# Aim:
Rewrite the rows below as a two-column CSV with the header request,answer, giving one line per row: the request text and its answer, each in a single quoted field with line breaks replaced by spaces.

◆ ◆ ◆ ◆

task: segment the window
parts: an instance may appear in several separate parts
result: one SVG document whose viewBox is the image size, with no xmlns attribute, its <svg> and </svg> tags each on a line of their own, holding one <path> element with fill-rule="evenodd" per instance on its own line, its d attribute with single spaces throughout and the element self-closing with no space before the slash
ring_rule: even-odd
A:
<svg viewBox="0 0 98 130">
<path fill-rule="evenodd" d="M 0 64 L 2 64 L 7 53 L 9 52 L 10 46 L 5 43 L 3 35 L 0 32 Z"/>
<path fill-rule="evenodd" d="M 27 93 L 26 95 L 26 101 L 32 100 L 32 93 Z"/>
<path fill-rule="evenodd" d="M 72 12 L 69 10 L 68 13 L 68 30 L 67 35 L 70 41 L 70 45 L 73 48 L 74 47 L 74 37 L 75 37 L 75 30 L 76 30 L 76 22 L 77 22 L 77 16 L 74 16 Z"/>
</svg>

◆ ◆ ◆ ◆

# Result of this task:
request,answer
"task: segment the window parts: an instance may appear in several separate parts result: one SVG document whose viewBox is the image size, with no xmlns attribute, its <svg> and </svg> tags each on a line of their own, holding one <path> element with fill-rule=""evenodd"" per instance on its own line, its d attribute with single spaces throughout and the element self-closing with no space before the slash ring_rule: even-odd A:","<svg viewBox=""0 0 98 130""> <path fill-rule=""evenodd"" d=""M 0 64 L 2 64 L 7 53 L 9 52 L 10 46 L 5 43 L 3 35 L 0 32 Z""/> <path fill-rule=""evenodd"" d=""M 27 93 L 26 95 L 26 101 L 32 100 L 32 93 Z""/> <path fill-rule=""evenodd"" d=""M 72 12 L 69 10 L 68 13 L 68 30 L 67 35 L 70 41 L 70 45 L 73 48 L 74 47 L 74 37 L 75 37 L 75 30 L 76 30 L 76 22 L 77 22 L 77 16 L 74 16 Z""/> </svg>"